» WORK TO BE COMPLETED: Find the lines of the records in which the word "wooden" appears and report how many there are, as a number alone.

» INFORMATION PROVIDED:
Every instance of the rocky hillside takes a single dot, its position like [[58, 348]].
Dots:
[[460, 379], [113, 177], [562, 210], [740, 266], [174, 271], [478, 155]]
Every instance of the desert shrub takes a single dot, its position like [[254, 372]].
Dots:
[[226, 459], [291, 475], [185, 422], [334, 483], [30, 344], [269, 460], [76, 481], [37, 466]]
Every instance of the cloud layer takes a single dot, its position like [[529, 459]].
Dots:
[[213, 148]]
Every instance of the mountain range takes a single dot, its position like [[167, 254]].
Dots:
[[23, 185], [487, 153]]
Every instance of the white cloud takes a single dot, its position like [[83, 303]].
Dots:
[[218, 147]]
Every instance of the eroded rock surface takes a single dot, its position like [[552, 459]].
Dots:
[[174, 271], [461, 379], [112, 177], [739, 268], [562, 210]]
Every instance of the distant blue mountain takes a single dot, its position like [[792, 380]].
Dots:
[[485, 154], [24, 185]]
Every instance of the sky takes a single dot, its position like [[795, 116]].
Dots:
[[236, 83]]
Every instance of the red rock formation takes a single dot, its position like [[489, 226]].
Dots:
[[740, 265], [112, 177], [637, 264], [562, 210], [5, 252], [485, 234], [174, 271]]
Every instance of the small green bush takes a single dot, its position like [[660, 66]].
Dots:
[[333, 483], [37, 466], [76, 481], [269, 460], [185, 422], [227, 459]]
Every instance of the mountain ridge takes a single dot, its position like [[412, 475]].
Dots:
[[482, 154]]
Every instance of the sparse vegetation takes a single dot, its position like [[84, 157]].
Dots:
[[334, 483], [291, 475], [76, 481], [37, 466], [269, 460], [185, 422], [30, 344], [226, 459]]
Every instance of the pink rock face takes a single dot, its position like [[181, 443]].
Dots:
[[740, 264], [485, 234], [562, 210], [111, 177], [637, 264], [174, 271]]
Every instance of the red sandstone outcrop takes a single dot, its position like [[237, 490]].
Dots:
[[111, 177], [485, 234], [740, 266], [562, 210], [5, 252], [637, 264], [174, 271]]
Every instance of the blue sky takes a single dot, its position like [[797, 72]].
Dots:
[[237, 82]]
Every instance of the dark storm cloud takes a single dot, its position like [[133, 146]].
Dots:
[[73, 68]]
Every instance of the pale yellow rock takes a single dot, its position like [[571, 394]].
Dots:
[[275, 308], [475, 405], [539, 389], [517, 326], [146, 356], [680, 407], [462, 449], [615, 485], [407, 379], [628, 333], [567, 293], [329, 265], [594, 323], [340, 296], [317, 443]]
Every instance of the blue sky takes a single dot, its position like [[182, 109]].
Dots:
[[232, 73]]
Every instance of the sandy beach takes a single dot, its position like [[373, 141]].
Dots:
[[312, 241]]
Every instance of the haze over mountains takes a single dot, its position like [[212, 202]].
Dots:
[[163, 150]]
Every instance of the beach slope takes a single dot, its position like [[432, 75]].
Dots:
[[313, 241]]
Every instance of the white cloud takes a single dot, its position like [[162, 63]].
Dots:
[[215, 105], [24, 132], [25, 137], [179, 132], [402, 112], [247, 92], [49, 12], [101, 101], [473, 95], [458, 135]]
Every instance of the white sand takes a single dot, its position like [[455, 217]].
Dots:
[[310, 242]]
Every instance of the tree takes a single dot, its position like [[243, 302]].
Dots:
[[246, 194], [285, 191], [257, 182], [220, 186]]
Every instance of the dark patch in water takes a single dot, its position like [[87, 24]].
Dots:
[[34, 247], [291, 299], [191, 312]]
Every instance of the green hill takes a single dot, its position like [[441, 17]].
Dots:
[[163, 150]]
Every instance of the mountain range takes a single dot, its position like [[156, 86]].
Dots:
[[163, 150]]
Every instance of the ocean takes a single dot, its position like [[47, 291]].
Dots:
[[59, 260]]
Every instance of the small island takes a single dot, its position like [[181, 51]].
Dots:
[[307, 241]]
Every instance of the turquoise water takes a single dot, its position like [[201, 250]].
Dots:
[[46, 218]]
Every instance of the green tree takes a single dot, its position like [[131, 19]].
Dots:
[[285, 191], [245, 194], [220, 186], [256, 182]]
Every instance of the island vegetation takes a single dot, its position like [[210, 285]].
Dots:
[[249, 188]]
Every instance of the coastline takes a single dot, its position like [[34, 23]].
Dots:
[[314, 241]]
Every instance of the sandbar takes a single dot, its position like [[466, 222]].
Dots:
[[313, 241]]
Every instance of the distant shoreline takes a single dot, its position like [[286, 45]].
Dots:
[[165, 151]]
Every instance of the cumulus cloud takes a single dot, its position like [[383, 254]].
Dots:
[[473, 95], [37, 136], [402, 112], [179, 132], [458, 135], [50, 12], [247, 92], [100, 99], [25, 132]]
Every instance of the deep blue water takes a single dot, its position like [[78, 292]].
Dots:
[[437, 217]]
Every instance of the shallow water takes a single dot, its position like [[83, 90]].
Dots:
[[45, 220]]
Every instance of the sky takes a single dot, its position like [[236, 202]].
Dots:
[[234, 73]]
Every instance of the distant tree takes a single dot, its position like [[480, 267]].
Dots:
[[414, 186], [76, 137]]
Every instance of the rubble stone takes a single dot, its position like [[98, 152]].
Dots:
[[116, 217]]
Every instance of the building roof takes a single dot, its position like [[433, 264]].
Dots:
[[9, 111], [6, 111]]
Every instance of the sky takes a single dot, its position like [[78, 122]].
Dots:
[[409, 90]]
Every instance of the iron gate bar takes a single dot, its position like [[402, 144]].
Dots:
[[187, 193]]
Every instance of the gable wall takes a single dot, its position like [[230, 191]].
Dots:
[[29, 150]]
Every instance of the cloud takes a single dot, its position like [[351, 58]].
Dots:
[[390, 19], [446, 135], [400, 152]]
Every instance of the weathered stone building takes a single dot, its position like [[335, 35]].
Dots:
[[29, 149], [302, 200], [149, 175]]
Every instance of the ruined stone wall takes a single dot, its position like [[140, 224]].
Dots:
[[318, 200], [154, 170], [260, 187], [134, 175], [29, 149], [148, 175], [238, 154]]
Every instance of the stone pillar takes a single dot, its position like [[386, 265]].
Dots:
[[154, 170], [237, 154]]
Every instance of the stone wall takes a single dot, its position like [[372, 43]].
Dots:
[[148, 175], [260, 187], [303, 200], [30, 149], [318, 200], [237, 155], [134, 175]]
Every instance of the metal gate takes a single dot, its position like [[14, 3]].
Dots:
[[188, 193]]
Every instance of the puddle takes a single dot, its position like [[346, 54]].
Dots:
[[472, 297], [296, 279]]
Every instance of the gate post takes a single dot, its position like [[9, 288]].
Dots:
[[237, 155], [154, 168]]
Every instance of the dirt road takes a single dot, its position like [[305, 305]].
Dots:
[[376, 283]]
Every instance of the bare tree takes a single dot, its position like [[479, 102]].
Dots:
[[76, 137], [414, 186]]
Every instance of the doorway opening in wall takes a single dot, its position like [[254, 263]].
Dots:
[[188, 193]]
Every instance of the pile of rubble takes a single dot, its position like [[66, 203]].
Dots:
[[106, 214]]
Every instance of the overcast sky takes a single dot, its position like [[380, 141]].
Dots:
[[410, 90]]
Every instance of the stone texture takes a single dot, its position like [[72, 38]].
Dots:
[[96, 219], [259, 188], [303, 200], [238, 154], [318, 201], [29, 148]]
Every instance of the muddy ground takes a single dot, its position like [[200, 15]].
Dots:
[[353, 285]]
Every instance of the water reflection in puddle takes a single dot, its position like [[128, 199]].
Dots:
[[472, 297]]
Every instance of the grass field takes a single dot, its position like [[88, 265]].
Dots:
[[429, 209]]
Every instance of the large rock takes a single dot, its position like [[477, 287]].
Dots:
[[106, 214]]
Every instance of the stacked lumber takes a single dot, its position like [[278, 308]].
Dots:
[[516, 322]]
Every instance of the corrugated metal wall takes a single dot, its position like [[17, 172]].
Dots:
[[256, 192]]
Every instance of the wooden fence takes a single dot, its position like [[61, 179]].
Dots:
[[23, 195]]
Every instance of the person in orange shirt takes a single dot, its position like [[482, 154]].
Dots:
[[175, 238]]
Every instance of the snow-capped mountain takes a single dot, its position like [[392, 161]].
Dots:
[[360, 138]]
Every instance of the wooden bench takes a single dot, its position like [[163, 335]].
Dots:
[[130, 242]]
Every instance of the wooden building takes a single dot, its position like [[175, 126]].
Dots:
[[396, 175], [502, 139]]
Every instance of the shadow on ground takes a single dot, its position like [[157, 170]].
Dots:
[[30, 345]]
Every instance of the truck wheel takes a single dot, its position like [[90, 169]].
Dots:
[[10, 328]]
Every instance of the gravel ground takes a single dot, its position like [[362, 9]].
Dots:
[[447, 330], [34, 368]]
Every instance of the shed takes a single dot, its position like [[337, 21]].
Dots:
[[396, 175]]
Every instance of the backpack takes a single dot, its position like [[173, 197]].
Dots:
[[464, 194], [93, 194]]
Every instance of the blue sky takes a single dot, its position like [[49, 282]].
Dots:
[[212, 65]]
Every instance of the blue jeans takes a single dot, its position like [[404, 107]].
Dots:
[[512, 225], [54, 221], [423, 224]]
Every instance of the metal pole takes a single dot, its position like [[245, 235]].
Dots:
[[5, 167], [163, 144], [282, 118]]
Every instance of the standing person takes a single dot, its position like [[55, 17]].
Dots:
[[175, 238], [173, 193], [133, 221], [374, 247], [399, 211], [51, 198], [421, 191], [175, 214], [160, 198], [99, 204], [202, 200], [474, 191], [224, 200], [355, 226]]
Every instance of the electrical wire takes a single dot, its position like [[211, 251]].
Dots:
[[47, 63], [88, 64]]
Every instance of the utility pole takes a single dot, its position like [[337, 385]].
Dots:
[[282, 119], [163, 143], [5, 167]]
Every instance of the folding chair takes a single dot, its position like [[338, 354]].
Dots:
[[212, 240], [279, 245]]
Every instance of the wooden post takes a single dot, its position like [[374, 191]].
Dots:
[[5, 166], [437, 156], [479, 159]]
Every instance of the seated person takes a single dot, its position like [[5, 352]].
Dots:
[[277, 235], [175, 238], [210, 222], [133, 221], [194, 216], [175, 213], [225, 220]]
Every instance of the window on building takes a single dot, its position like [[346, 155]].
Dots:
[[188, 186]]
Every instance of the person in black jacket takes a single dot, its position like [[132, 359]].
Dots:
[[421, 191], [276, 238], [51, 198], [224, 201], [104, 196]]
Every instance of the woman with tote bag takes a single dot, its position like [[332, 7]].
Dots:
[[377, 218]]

» RESPONSE BOX: 4